---- Excerpted text

Regarding laboratory tests, the values of leukocytes, neutrophils and N/L ratio showed a significant difference between the groups and a positive and statistically significant correlation in relation to the time of hospitalization. The greater the severity of the case is, the greater its values will be in the laboratory tests and, consequently, the longer the hospital stay will be, also serving to determine the efficacy of antibiotic therapy. The leukocyte count and left shift show the course of bacterial infection from baseline to recovery. Left shift demonstrates the need for neutrophils to combat infection, and white blood cell count shows the ability of the bone marrow to deliver neutrophils in real time (Ishimine et al., 2013). Time-series data of left shift and white blood cell count allows more accurate evaluation of the condition of a patient with bacterial infection (Honda et al.).
The inflammatory response in the body during bacterial infections is characterized by neutrophilia and lymphocytopenia. This relationship between inflammatory cells is verified by the N/L ratio, which has been shown to be an efficient marker used in the routine diagnosis of bacterial infections (S¸entürk et al.). Under physiological conditions, the factor N/L ratio is less than or equal to 5, and under conditions of infection/severe inflammation, the value is greater than 6 (Zahorec, 2001). Our study showed a mean value of 4.6 for group 1 and 7.1 for group 2, with a statistically significant difference between groups. Another study has demonstrated the effectiveness of the N/L ratio as a prognostic marker of odontogenic infections and its correlation with length of hospital stay (Dogruel et al.).

--------
---- Source information

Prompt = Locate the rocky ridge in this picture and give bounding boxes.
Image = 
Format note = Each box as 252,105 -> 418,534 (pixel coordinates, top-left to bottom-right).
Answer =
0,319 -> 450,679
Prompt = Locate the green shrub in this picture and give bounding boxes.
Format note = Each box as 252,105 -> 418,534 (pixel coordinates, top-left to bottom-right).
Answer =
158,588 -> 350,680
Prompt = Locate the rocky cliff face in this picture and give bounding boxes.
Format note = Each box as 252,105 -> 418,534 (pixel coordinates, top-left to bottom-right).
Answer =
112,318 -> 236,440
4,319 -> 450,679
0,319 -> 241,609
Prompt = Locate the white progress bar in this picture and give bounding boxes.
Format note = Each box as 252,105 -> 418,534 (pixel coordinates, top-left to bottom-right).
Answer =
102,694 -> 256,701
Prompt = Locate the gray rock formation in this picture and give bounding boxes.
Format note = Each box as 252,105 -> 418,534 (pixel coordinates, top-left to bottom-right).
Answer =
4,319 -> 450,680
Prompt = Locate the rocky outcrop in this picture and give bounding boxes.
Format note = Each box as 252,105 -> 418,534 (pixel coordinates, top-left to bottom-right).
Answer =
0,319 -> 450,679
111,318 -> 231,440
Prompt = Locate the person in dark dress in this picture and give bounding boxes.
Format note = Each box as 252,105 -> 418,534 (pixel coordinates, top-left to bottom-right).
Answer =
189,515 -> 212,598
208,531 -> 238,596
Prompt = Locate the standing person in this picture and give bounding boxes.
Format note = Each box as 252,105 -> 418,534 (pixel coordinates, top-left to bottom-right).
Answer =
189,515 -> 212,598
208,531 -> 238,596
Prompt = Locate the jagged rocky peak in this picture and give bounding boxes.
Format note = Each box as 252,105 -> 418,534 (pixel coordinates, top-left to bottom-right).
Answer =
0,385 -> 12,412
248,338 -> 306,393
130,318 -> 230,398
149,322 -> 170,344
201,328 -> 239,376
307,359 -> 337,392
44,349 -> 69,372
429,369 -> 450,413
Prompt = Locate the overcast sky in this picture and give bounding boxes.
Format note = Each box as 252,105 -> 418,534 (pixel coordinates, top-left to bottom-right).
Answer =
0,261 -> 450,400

--------

#### Exercises to complete:
a – Reproduce word for word the passage on laboratory tests and the N/L ratio, starting with "The inflammatory response" and going on through "(Dogruel et al.).".
b – Based on the passage on laboratory tests and the N/L ratio, why do higher laboratory values go along with longer hospital stays? Answer in one to three sentences.
c – Carry on the passage on laboratory tests and the N/L ratio from the point where it stops.
These rows have nothing to do with the passage.

#### Results in order:
a –
The inflammatory response in the body during bacterial infections is characterized by neutrophilia and lymphocytopenia. This relationship between inflammatory cells is verified by the N/L ratio, which has been shown to be an efficient marker used in the routine diagnosis of bacterial infections (S¸entürk et al.). Under physiological conditions, the factor N/L ratio is less than or equal to 5, and under conditions of infection/severe inflammation, the value is greater than 6 (Zahorec, 2001). Our study showed a mean value of 4.6 for group 1 and 7.1 for group 2, with a statistically significant difference between groups. Another study has demonstrated the effectiveness of the N/L ratio as a prognostic marker of odontogenic infections and its correlation with length of hospital stay (Dogruel et al.).

b – Higher laboratory values reflect a more severe case. More severe cases consequently require a longer stay in the hospital.

c –
Our study showed a strong positive correlation between CRP levels and length of hospital stay and a significant difference between groups. CRP levels increase 4 to 6 hours after injury, reaching a peak between 24 and 48 hours. CRP values regress rapidly when the inflammatory condition is resolved, showing more sensitivity than the leukogram and ESR (Ylijoki et al.; Ren & Malmstrom, 2007; Schmit & Vincent, 2008). It is worth noting, however, that CRP values are not able to determine the course of the infection in real time, because they are low in the initial phase and remain above reference after recovery (Ishimine et al.).
There was no significant difference in the ESR values when comparing the groups, and no correlation with the length of hospital stay was observed. Studies on osteoarticular infections have shown the value of ESR as a marker. ESR and CRP levels are highly sensitive in pediatric patients with osteoarticular infections, such as septic arthritis and osteomyelitis. ESR is recommended as an entry inflammatory marker, whereas CRP can be used to monitor the course of infection (Pääkkönen et al., 2010; Hariharan & Kabrhel, 2011).
CONCLUSION
In this study with patients with odontogenic infections who required hospitalization there were significant increases in heart rate, leukocytosis, neutrophilia, N/L ratio and CRP levels for the complex cases. There were also positive correlations between the length of stay and the following variables: heart rate, leukocytosis, neutrophilia, N/L ratio and CRP level.